┌──

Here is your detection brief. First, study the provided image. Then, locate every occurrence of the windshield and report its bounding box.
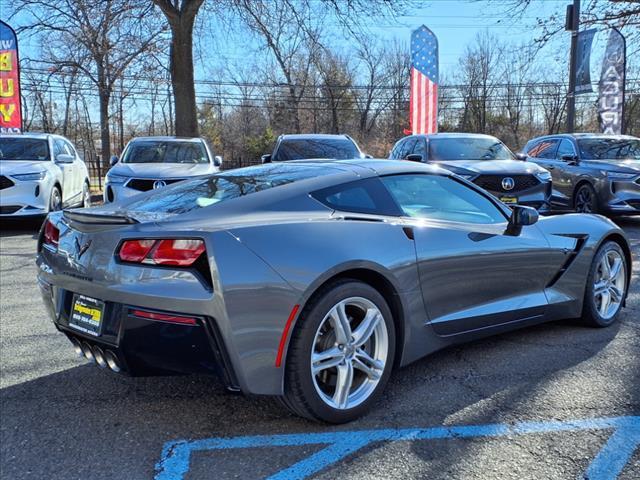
[126,163,332,214]
[0,137,49,161]
[429,137,514,161]
[272,138,360,162]
[122,140,209,163]
[578,138,640,160]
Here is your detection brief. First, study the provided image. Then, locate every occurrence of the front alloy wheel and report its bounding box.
[282,279,395,423]
[582,242,628,327]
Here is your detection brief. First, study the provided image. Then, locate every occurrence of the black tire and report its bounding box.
[49,186,62,212]
[582,241,629,328]
[573,183,600,213]
[281,279,395,424]
[82,182,91,208]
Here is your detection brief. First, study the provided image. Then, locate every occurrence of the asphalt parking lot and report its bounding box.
[0,219,640,480]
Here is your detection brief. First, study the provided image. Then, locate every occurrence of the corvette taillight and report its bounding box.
[42,220,60,248]
[118,238,205,267]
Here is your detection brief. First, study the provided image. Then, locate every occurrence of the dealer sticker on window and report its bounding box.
[69,295,104,337]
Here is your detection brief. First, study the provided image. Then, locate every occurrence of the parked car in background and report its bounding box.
[389,133,551,212]
[0,133,91,217]
[262,133,367,163]
[524,133,640,215]
[104,137,222,203]
[36,160,633,423]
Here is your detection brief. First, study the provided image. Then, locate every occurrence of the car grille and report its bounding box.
[473,175,540,193]
[127,178,184,192]
[0,175,15,190]
[0,205,22,215]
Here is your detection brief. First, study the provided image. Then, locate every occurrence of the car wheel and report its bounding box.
[49,187,62,212]
[582,242,628,327]
[82,183,91,208]
[574,183,598,213]
[283,280,395,423]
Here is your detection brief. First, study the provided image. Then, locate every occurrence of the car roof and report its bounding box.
[280,133,351,140]
[130,135,203,143]
[282,158,450,176]
[531,132,637,140]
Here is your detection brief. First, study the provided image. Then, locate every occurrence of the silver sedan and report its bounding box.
[37,160,631,423]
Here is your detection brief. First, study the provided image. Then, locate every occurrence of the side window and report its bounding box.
[381,174,507,224]
[64,141,76,157]
[527,139,559,159]
[413,138,427,162]
[311,178,401,216]
[53,139,67,157]
[556,138,576,160]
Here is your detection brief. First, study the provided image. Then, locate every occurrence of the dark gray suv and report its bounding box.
[389,133,551,213]
[524,133,640,215]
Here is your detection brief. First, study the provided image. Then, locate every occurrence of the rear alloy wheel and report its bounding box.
[49,187,62,212]
[82,183,91,208]
[284,280,395,423]
[582,242,627,327]
[574,184,598,213]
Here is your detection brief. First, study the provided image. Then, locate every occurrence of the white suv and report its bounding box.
[0,133,91,217]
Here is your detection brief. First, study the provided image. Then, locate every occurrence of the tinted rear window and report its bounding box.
[578,138,640,160]
[122,140,209,163]
[429,137,514,161]
[0,137,49,161]
[126,164,335,214]
[273,138,360,162]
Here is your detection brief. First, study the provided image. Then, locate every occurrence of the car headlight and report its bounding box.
[107,173,129,184]
[536,170,551,182]
[602,171,639,180]
[11,170,47,181]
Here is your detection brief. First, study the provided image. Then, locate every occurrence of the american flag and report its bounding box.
[409,25,438,134]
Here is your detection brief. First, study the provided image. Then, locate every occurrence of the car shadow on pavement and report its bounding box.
[0,316,638,479]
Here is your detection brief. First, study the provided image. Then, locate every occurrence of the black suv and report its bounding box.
[524,133,640,215]
[389,133,551,213]
[262,133,366,163]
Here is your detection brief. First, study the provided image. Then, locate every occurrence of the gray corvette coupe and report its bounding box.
[37,160,631,423]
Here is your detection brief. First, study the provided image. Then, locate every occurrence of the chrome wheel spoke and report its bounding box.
[311,347,344,375]
[333,361,353,408]
[353,349,384,380]
[330,302,351,345]
[353,308,382,347]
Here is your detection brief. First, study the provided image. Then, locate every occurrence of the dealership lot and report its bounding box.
[0,219,640,480]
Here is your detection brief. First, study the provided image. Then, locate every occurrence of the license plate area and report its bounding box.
[69,293,105,337]
[500,195,518,205]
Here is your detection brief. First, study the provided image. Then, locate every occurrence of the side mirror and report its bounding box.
[56,153,75,163]
[560,153,579,165]
[505,205,540,237]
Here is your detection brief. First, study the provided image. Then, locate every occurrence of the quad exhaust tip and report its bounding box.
[80,342,96,362]
[91,345,107,368]
[104,350,121,373]
[71,338,84,357]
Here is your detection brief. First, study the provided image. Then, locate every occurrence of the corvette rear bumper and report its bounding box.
[39,280,238,390]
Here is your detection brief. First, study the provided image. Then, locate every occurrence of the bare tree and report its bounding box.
[13,0,164,165]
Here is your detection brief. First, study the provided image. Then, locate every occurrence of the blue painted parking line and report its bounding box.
[155,416,640,480]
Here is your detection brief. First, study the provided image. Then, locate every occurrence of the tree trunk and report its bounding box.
[170,14,198,137]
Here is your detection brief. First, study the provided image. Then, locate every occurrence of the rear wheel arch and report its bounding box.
[283,267,405,368]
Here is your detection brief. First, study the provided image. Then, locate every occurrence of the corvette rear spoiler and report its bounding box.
[62,210,140,225]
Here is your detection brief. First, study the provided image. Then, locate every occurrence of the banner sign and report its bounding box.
[598,28,626,135]
[576,28,596,95]
[0,21,22,133]
[409,25,438,134]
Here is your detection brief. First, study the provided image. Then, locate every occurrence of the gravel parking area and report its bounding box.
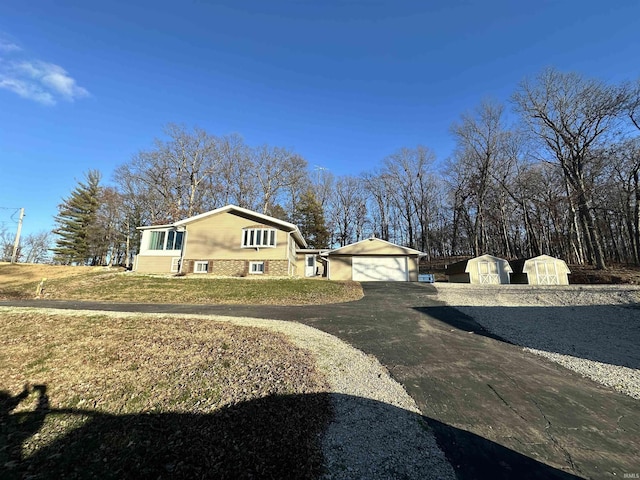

└──

*EXERCISE REQUIREMENTS*: Copy the material from the line containing "arch and report its bounding box." through the end of the material, swapping "banner sign" for "street banner" and changing nothing else. Leave the pictures out.

*RESPONSE BELOW*:
Here is your detection brief. First, study the provided image. Then, locate every occurrence of the rear wheel arch and report its bounding box.
[283,267,405,368]
Here is your detection brief. First, study the provided image. Then, locate every occurrence of the corvette rear spoiler and report its bounding box.
[62,210,140,225]
Here is your detection brief. First, study the provided image. Then, locate every occurrence of the street banner and report its bounding box.
[598,28,626,135]
[576,28,596,95]
[0,21,22,133]
[409,25,438,134]
Here is your detection brief. First, study the provided image. Then, locate every occurrence of the gravel parking area and report its bounding box.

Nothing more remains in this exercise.